### Given task:
Copy every one of the rows below word for word, in the same order.
___
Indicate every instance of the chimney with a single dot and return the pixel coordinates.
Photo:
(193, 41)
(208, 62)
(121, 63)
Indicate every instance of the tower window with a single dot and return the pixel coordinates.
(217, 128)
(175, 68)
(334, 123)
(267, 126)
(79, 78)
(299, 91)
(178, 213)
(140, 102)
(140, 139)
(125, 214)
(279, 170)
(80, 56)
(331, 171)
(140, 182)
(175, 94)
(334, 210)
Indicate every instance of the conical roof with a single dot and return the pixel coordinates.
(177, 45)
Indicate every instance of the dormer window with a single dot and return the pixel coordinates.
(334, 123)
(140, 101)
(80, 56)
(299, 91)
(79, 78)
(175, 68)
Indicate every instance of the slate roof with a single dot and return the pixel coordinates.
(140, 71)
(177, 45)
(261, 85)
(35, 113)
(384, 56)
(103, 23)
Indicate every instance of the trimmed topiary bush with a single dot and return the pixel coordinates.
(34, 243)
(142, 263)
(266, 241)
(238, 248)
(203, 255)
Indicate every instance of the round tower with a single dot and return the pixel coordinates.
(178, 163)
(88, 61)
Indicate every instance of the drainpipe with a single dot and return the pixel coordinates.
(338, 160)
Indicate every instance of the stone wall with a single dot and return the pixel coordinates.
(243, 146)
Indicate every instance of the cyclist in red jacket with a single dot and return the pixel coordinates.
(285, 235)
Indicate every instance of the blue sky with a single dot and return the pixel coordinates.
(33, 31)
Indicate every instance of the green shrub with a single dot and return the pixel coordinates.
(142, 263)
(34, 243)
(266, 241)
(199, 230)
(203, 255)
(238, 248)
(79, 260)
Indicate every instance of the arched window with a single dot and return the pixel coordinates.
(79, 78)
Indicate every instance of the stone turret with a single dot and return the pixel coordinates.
___
### Solved exercise:
Indicate every instance of the chimney with a single dot and return the pixel coordinates.
Photo:
(193, 41)
(208, 62)
(121, 63)
Indicate every instance of the tower window with a single dot and return the pixel coordinates.
(217, 128)
(175, 68)
(334, 123)
(267, 126)
(79, 78)
(299, 91)
(178, 213)
(140, 102)
(140, 139)
(125, 214)
(279, 170)
(80, 56)
(331, 171)
(140, 182)
(175, 94)
(334, 210)
Indicate every instance of the conical roof with a single dot and return the pixel coordinates.
(177, 45)
Indicate every instance of the dormer window with a single dot and return the pixel coordinates.
(334, 123)
(140, 101)
(80, 56)
(299, 91)
(79, 78)
(175, 68)
Indicate every instance of the slate roof with a single dot and return the pixel coordinates.
(140, 71)
(177, 45)
(261, 85)
(35, 113)
(384, 56)
(103, 23)
Indicate every instance of the trimmed topiary bush with a single dot and return the pixel coordinates.
(34, 243)
(142, 263)
(266, 241)
(238, 248)
(203, 255)
Indicate every instance of the round tower with a single dot and return the pixel coordinates.
(178, 163)
(88, 61)
Indicate every instance of the drainpipe with a single dot and return the pixel coordinates.
(338, 160)
Indicate every instance of the stone wall with a single dot and return the pixel coordinates.
(243, 146)
Indicate every instance of the cyclist in red jacket with a single dot and return the pixel coordinates.
(285, 235)
Indicate every instance of the blue sky with a single dot and return the pixel coordinates.
(33, 31)
Indicate every instance of the green shrub with a single dot and return the pixel coordinates.
(142, 263)
(34, 243)
(266, 241)
(199, 230)
(203, 255)
(238, 248)
(79, 260)
Indicate every instance of the arched window with a single dot and return the pixel coordinates.
(79, 78)
Indicate every instance of the stone turret with a single dot and return the pixel coordinates.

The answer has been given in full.